Natural-language object grounding data:
- - -
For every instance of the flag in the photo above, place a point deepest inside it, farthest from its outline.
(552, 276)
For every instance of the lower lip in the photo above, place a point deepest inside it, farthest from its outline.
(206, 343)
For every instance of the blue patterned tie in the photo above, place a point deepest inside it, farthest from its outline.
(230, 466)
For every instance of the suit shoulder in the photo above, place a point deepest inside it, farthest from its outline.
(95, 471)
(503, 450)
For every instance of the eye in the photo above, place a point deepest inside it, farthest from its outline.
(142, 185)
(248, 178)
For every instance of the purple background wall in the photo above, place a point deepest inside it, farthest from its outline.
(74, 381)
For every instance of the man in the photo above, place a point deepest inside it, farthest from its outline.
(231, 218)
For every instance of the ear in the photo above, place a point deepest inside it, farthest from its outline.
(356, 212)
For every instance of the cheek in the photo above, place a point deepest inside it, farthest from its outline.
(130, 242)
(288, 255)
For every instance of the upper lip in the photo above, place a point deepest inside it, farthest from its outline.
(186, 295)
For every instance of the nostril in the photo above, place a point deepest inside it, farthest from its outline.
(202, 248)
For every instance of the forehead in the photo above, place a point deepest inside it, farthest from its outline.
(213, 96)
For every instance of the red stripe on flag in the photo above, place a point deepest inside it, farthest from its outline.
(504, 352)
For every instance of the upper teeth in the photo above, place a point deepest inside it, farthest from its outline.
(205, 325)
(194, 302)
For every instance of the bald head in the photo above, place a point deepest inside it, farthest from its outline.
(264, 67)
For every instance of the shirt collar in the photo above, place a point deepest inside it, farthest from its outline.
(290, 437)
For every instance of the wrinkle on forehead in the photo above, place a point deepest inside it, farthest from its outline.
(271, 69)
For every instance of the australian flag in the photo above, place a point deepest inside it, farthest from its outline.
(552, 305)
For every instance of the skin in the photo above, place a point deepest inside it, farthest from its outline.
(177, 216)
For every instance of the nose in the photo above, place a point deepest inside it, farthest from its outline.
- - -
- _How to complete this task_: What you give back should be exactly the lines of the entries above from the one containing "For every instance of the red" to the end, and nothing more.

- _Exercise solution_:
For every instance of the red stripe on flag in the photo above, place a point deepest inside it, farthest from its outline.
(504, 352)
For every instance of the upper teeth in the photo above, place a point deepest inside it, farthest from its outline.
(205, 325)
(194, 302)
For every instance of the bald head in the photo above, place a point deepest inside it, farthest from its outline.
(264, 67)
For every instance of the shirt collar in the photo above, place a point deepest inside it, farthest from its outline.
(290, 437)
For every instance of the wrinkle on forehead in the photo above, place a point deepest inside it, farthest from its outline.
(271, 69)
For every instance of the australian flag in the photo above, place a point deepest inside it, farthest from its outline.
(552, 305)
For every instance of the skin in the photo above, place a point deepest inside it, farthest from its outline.
(177, 216)
For every instance of the nose in the photo above, place a point deepest inside it, farthest from its outline.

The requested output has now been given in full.